- **Text shown**:
* Start *
# Daria NSFWish...



## artoledo (Feb 9, 2011)

I had a model contact me on Model Mayhem to do some portfolio shots for her. Here are a few for C&C. I love how brutally honest is here and I know people will not hold back. Where are you GeneralBenson???


----------



## mishele (Feb 9, 2011)

Why is she taking a dump in that bucket?  :hug:: I'm sorry....that is seriously what I thought when I saw that. Not a very sex pose for her.


----------



## Trever1t (Feb 9, 2011)

I love the model but dislike the shadows in the first otherwise great pic. The second pose I just don't like but the lighting is better....still a little shadow.


----------



## cnutco (Feb 9, 2011)

Trever1t said:


> I love the model but dislike the shadows in the first otherwise great pic. The second pose I just don't like but the lighting is better....still a little shadow.



Couldn't agree more!


----------



## wlbphoto (Feb 9, 2011)

^^ what they said , but model is  hot BTW:greenpbl::thumbup::er:


----------



## thingsIsee (Feb 9, 2011)

First pose is good but the back ground is way to busy and as mentioned the shadows.
Second well the lighting is better, but not by much.


----------



## Robin Usagani (Feb 9, 2011)

nice location..  more?


----------



## kundalini (Feb 9, 2011)

Lovely model and interesting location.

#1:
The pose - She is very square to the camera. This causes a static look and offers very little personality for the viewer. She is in much the 2x4 pose, as in stiff as a board. There is no angles or lines from the body to generate much visual interest although you can detect a slight attempt by her ess curve from the hips to head. This would have been extended had she tilted her head to her high shoulder (feminine position). However, the straight arms and legs negate the essence of the female form...... curves. As with the shoulders, you should also avoid having the back of a woman's hands square to the camera, a side view is much prefered. The smile is slightly excessive and causing additional smile lines that are not flattering.

The setting - While this is an interesting background from what can be seen, it is entirely too busy and completely uncomplimentary to her outfit. It looks like The Crayola Company vomited. A better approach IMO would be to have her in solid colors as she would stand apart from the background. Additionally, had she been 6 to 8 feet in front of the vehicle, you could open the aperture and thrown the background blurred, further making her the absolute subject.

The lighting - Very harsh to say the least. Your main light is too far around causing the shadow of the nose to run down to her upper lip, around the corner of her mouth and ending up below her lower lip. It is also a bit hot as evidenced by the hot spot on her forehead and left cheek. It is possibly too high because I do not see any catch lights and the right side of her face is not completely shadowed. Your fill light is either set too low or is absent. At least a reflector would've lessened the hard shadow line running down her chest. Speaking of.... that is the brightest portion of the image instead of her face. This is another tell-tale that the main light is misdirected. The hair/accent light is hitting the front of her right shoulder a bit too strong IMO.

In post, I would clone or CA the highlight on her right forearm and the downward shadow on her right leg below the hemline.



UNC and Duke are about to tip off (GO HEELS!!!), so I'm leaving now. Hope some of this helps.... and not far off the mark.

Thanks for sharing.


----------



## GeneralBenson (Feb 10, 2011)
* End *
- **Provided data**:
* Start *
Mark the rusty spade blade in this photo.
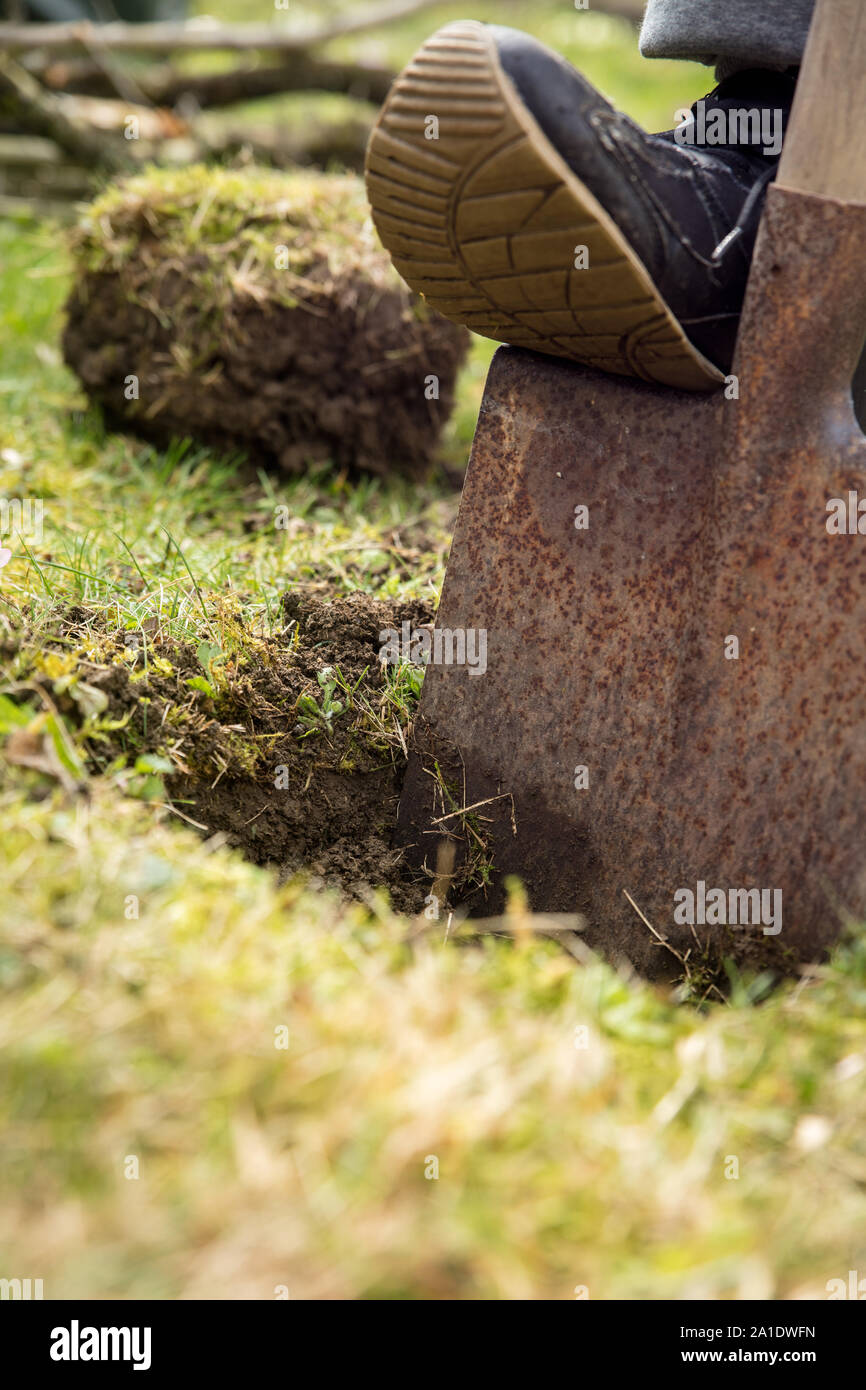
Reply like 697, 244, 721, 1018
400, 170, 866, 976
* End *
- **Required task 1**: In the forum thread, which two teams does kundalini say are about to tip off?
- **Required task 2**: Write out the part of the forum thread from "## thingsIsee (Feb" up to and including "not by much.".
The lines above have no connection to the forum thread.

- **Exercise answer 1**: UNC and Duke.

- **Exercise answer 2**:
## thingsIsee (Feb 9, 2011)

First pose is good but the back ground is way to busy and as mentioned the shadows.
Second well the lighting is better, but not by much.